SHORT EXERCISE A:
Please duplicate these entries exactly, starting with the line that contains "find upper lip" and going on through the line that contains "0,441 -> 456,512".

DOCUMENT TEXT:
Nobody wants to get rid of Pluto, and if you say that Pluto's not a planet—that it's just a crazy small thing out on the edge of the solar system—people look at you like you're a big cosmic bully.
The word planet is a word that lives in people's minds and imaginations. Pluto is a planet because for 75 years everybody's known that Pluto is a planet, not because there's a scientific reason.
Astronomers don't like that because they think they own the word planet, but the word has been around for 2,000 years, and it's never been a scientific word, and it doesn't need to be.
The analogy I use is the word continent. There's no scientific definition for the word continent. If you could come up with a scientific definition that encompasses the seven continents, I'd be impressed. Go ahead and try. Madagascar might be a continent because it's on a separate geological plate. Europe? No, definitely not—why is it separate from Asia? I have no idea. Australia? Sure. Maybe we'd make New Zealand one. New Zealand's got two plates. Anyway, you'd never hear geologists argue about this because they don't care. In geology, it doesn't matter whether society calls these things continents or not. They talk about what's there: continental crusts, continental dynamics, and so forth. I think astronomers should take that cue and say, let's be realistic—society wants labels on a small number of things we know about.

SHORT EXERCISE B:
Set down the Pluto text exactly, starting with "The word planet is" and going on through "a scientific reason.".

DATA TO USE:
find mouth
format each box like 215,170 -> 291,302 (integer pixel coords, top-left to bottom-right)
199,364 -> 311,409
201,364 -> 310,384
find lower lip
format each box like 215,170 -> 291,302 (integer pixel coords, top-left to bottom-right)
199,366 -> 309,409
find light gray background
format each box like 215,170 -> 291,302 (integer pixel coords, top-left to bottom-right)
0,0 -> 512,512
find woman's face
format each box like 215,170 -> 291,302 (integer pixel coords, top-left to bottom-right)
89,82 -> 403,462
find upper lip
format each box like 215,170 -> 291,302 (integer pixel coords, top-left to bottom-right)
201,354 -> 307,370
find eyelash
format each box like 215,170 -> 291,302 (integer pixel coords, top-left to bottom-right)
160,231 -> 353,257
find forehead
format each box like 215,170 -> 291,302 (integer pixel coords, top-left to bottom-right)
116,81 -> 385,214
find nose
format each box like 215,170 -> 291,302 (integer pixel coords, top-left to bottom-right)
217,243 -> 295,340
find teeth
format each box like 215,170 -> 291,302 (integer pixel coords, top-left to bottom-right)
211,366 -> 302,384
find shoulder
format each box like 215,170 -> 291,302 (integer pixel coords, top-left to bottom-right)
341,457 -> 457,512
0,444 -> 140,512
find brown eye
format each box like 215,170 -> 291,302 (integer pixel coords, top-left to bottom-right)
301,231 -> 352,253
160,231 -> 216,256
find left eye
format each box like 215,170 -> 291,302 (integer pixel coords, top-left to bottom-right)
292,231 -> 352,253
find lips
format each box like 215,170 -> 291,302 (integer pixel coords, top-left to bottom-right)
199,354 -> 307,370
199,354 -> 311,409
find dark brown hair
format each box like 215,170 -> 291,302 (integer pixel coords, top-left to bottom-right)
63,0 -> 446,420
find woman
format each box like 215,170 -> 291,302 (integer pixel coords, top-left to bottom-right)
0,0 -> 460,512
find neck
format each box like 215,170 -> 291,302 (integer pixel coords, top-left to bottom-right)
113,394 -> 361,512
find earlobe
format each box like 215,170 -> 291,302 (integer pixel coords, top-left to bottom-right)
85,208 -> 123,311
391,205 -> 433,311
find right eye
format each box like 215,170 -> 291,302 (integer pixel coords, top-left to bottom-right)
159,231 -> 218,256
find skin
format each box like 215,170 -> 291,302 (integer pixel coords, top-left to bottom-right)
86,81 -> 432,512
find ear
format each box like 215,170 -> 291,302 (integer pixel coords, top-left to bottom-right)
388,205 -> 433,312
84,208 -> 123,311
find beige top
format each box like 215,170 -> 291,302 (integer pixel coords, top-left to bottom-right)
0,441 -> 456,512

---

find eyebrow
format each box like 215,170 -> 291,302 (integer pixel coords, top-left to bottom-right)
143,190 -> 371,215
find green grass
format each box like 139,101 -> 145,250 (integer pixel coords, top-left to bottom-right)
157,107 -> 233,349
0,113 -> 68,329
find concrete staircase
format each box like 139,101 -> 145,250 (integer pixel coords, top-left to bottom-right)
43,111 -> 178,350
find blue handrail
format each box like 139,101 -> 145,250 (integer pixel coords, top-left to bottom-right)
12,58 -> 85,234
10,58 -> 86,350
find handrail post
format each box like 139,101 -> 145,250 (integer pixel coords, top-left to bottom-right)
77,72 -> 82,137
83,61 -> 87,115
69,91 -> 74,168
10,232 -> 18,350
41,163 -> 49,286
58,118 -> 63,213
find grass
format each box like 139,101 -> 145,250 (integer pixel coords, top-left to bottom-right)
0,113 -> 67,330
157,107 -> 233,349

FINAL RESULT A:
find upper lip
format each box like 215,170 -> 291,302 (integer pixel coords, top-left to bottom-right)
201,354 -> 307,370
find eyelash
format each box like 215,170 -> 291,302 (integer pixel coords, top-left to bottom-right)
160,231 -> 353,257
find forehead
format each box like 215,170 -> 291,302 (integer pixel coords, top-left to bottom-right)
116,81 -> 385,214
find nose
format each box like 215,170 -> 291,302 (integer pixel coords, top-left to bottom-right)
217,243 -> 295,340
find teeth
format each box like 215,170 -> 291,302 (integer pixel coords, top-left to bottom-right)
211,366 -> 302,384
find shoulder
format each box like 215,170 -> 291,302 (integer pixel coords, top-left to bottom-right)
341,457 -> 457,512
0,444 -> 140,512
find brown eye
format each box like 215,170 -> 291,302 (integer pixel coords, top-left to bottom-right)
301,231 -> 352,253
160,231 -> 216,256
find left eye
format each box like 215,170 -> 291,302 (integer pixel coords, top-left to bottom-right)
292,231 -> 352,253
find lips
format each box like 215,170 -> 291,302 (integer pixel coords, top-left to bottom-right)
199,354 -> 307,370
199,354 -> 311,409
find dark brown hair
format each box like 215,170 -> 291,302 (integer pixel coords, top-left to bottom-right)
63,0 -> 446,420
find woman
format each box like 215,170 -> 291,302 (integer pixel coords, top-left to bottom-right)
0,0 -> 460,512
find neck
format each box like 215,170 -> 291,302 (integer pixel coords, top-left to bottom-right)
113,394 -> 361,512
find earlobe
format each box like 215,170 -> 291,302 (integer pixel coords, top-left to bottom-right)
85,208 -> 123,311
391,205 -> 433,311
find right eye
format each box like 215,170 -> 291,302 (integer pixel coords, top-left to bottom-right)
159,231 -> 218,256
find skin
format each box like 215,170 -> 291,302 (integer pixel coords, top-left to bottom-right)
86,81 -> 432,512
find ear
format each box like 215,170 -> 291,302 (integer pixel coords, top-left to bottom-right)
388,205 -> 433,312
84,208 -> 123,311
find beige top
format each box like 215,170 -> 291,302 (integer pixel coords, top-left to bottom-right)
0,441 -> 456,512

FINAL RESULT B:
The word planet is a word that lives in people's minds and imaginations. Pluto is a planet because for 75 years everybody's known that Pluto is a planet, not because there's a scientific reason.